• Set task
Reproduce each of the rows below verbatim, from first to last.

• Input rows
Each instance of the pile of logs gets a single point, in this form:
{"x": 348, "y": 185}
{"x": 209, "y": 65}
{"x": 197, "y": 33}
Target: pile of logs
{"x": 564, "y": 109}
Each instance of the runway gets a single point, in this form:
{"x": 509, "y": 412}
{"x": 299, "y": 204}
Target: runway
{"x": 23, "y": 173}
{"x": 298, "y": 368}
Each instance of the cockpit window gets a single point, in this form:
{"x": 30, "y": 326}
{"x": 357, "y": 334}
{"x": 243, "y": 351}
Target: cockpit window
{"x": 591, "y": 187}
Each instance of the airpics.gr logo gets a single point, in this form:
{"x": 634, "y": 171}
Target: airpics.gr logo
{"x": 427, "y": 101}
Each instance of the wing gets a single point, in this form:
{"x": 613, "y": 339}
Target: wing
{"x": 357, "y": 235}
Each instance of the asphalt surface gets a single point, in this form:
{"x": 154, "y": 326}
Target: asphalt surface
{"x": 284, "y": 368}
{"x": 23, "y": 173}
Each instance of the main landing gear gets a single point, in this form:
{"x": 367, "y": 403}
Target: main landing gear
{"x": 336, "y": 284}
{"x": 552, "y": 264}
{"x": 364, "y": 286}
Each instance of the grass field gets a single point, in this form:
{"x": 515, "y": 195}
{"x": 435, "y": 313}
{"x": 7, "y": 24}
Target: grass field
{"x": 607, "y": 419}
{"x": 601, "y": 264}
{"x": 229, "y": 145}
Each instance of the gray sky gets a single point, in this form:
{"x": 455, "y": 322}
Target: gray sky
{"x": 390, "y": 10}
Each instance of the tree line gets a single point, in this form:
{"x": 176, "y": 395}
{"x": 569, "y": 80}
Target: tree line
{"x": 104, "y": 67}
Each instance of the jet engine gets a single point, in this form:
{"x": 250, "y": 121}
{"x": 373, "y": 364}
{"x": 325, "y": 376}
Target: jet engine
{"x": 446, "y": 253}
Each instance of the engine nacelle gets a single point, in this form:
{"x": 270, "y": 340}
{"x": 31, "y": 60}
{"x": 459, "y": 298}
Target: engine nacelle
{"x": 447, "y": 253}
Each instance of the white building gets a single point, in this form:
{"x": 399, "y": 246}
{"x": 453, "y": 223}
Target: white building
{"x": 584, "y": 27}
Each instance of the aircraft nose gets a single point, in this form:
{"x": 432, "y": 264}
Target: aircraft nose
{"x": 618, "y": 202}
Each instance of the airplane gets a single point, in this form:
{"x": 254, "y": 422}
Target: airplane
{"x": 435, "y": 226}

• Solution
Each instance of the pile of logs gets a single point, in this form:
{"x": 348, "y": 185}
{"x": 209, "y": 65}
{"x": 197, "y": 33}
Target: pile of logs
{"x": 564, "y": 109}
Each instance of the runway gets a single point, in this form:
{"x": 509, "y": 412}
{"x": 299, "y": 204}
Target: runway
{"x": 23, "y": 173}
{"x": 298, "y": 368}
Each instance of the cockpit window gets a single point, in this form:
{"x": 30, "y": 326}
{"x": 357, "y": 334}
{"x": 243, "y": 351}
Target: cockpit window
{"x": 591, "y": 187}
Each instance of the airpics.gr logo gets a single point, in this form:
{"x": 634, "y": 171}
Target: airpics.gr logo
{"x": 427, "y": 101}
Each instance of the wing gets a single point, in this form:
{"x": 613, "y": 339}
Target: wing
{"x": 357, "y": 235}
Each instance of the asphalt surface gets a single point, in this form:
{"x": 154, "y": 326}
Target: asphalt surface
{"x": 284, "y": 368}
{"x": 23, "y": 173}
Each instance of the main landing gear gets a single point, in this form:
{"x": 367, "y": 403}
Target: main landing gear
{"x": 336, "y": 284}
{"x": 552, "y": 264}
{"x": 364, "y": 286}
Each instance of the grass field gets a single point, in this form:
{"x": 515, "y": 195}
{"x": 435, "y": 313}
{"x": 7, "y": 24}
Target: grass field
{"x": 607, "y": 419}
{"x": 601, "y": 264}
{"x": 229, "y": 145}
Each instance of the gray sky gets a single point, in this form:
{"x": 455, "y": 322}
Target: gray sky
{"x": 390, "y": 10}
Each instance of the tree line gets a single point, in this form:
{"x": 176, "y": 395}
{"x": 569, "y": 80}
Target: tree line
{"x": 104, "y": 67}
Each instance of the jet engine gets a single point, in this form:
{"x": 250, "y": 121}
{"x": 373, "y": 364}
{"x": 325, "y": 376}
Target: jet engine
{"x": 446, "y": 253}
Each instance of the engine nacelle gets a single point, in this form:
{"x": 270, "y": 340}
{"x": 31, "y": 60}
{"x": 459, "y": 298}
Target: engine nacelle
{"x": 447, "y": 253}
Each instance of the white building gets a single point, in this form:
{"x": 399, "y": 246}
{"x": 453, "y": 223}
Target: white building
{"x": 584, "y": 27}
Each instance of the aircraft nose gets a single point, in this form:
{"x": 432, "y": 264}
Target: aircraft nose
{"x": 618, "y": 202}
Each instance of the airplane gets a single point, in this form:
{"x": 254, "y": 422}
Target: airplane
{"x": 435, "y": 226}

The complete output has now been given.